• _Your task_
Whenever a line contains the string "vegetation", copy it out of the entries.

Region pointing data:

########

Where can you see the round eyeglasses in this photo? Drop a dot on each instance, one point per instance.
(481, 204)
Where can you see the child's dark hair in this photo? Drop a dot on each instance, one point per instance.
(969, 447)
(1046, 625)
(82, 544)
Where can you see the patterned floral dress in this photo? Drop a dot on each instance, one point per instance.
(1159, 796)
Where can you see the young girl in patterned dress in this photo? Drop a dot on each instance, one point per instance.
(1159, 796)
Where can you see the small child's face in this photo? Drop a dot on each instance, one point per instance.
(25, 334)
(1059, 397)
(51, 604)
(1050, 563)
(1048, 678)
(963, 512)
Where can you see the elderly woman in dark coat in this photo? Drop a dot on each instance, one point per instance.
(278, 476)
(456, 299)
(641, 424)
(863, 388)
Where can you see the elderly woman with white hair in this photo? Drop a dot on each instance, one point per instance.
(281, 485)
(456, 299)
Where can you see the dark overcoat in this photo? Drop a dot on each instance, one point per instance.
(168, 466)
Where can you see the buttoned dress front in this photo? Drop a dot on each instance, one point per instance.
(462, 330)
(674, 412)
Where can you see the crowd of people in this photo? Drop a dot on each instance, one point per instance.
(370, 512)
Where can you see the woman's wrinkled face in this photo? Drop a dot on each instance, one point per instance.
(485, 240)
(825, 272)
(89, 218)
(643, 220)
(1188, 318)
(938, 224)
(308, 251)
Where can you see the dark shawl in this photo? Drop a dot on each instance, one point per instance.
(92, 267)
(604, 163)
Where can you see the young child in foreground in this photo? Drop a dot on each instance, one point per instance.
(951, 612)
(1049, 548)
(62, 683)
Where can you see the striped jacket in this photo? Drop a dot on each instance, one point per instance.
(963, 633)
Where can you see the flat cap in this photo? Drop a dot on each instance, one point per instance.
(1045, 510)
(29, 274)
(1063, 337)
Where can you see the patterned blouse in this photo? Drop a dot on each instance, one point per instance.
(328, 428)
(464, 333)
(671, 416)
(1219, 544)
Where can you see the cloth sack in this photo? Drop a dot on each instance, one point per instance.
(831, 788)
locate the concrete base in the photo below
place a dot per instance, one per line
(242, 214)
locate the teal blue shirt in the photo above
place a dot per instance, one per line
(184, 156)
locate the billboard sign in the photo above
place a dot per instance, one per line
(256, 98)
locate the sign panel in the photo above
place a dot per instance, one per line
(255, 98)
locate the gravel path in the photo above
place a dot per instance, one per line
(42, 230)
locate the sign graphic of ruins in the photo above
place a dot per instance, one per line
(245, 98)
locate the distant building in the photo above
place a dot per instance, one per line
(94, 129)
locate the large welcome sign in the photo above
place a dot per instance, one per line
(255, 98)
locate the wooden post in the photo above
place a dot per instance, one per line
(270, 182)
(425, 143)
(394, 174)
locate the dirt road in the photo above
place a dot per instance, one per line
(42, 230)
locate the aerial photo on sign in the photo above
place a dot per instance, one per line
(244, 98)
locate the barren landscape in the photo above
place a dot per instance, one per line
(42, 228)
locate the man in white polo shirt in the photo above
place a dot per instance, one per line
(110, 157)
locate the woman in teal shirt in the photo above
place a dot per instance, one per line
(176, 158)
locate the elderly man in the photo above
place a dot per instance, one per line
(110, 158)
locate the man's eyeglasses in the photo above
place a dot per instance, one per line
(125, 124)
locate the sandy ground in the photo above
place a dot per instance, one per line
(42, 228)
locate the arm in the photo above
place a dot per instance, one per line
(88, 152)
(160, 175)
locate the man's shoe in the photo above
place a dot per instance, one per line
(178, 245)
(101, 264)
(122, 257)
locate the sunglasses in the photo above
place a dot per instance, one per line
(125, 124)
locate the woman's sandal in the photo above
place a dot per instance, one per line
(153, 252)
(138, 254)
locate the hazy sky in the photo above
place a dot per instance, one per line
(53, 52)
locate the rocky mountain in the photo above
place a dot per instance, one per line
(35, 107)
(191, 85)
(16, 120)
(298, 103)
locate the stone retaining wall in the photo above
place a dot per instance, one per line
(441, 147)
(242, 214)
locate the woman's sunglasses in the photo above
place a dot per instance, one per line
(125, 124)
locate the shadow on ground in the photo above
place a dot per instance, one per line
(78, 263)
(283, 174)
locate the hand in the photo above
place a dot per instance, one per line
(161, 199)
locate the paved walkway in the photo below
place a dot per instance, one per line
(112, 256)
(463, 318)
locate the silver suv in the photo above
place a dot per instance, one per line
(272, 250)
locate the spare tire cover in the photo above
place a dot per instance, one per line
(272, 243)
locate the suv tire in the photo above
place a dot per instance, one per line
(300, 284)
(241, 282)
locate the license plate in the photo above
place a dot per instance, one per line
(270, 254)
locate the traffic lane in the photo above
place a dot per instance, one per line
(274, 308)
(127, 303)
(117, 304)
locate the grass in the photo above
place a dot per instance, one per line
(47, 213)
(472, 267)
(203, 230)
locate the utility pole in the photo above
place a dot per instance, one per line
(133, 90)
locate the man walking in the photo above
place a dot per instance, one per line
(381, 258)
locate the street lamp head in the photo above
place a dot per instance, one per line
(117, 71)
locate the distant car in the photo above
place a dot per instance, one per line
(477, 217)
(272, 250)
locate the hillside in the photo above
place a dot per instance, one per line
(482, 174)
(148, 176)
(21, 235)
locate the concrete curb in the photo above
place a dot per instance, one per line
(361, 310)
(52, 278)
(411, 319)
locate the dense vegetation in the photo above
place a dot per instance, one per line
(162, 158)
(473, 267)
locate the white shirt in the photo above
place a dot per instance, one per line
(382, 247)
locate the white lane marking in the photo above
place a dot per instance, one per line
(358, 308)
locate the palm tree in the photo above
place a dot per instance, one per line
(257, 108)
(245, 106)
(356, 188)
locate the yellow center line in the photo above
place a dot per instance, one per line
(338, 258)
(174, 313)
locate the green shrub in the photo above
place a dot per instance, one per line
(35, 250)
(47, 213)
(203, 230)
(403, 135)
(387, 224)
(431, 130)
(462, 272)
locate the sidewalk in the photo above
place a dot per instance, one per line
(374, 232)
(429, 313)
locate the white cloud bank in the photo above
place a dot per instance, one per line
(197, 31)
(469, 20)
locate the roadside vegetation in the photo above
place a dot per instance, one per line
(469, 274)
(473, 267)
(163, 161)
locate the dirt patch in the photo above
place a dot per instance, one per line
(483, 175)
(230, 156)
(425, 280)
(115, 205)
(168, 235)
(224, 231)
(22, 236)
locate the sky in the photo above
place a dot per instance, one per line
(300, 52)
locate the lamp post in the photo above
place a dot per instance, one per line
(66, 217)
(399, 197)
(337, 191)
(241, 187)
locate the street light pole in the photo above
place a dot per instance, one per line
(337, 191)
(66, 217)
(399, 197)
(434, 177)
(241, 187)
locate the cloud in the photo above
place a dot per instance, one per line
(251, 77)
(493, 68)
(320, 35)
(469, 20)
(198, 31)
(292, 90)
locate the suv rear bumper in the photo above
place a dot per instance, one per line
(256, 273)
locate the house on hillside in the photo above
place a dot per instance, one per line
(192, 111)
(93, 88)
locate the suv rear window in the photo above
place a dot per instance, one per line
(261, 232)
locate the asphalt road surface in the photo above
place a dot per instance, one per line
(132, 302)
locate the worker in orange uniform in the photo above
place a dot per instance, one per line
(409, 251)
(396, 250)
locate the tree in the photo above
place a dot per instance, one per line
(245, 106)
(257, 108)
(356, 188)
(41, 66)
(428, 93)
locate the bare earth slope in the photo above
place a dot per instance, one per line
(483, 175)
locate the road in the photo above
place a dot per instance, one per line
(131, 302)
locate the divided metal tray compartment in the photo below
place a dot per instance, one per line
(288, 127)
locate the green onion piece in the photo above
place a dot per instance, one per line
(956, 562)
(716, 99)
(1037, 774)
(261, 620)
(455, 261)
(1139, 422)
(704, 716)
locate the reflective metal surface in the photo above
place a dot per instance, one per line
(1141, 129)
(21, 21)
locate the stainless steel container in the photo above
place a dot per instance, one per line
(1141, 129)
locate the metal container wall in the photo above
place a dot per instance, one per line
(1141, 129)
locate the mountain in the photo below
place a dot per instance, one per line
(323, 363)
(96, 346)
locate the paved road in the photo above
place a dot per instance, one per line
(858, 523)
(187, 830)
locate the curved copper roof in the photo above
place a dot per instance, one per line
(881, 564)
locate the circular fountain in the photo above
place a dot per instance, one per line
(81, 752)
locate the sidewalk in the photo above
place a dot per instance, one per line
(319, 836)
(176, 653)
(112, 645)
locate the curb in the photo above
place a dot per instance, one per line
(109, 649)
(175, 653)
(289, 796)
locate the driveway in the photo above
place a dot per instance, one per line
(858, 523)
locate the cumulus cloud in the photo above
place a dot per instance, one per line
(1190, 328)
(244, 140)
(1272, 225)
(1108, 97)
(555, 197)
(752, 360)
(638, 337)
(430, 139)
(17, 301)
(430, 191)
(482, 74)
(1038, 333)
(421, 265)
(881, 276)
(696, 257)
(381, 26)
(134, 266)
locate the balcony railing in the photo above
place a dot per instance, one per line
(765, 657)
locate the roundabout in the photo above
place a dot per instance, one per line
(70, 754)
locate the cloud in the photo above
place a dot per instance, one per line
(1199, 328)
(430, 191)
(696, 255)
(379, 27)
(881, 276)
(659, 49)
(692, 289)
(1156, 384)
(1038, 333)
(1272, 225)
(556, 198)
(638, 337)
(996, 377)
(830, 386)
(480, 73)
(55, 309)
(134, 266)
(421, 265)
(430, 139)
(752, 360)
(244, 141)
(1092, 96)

########

• _Task answer_
locate the dense vegetation in the photo above
locate the roadside vegetation in the photo above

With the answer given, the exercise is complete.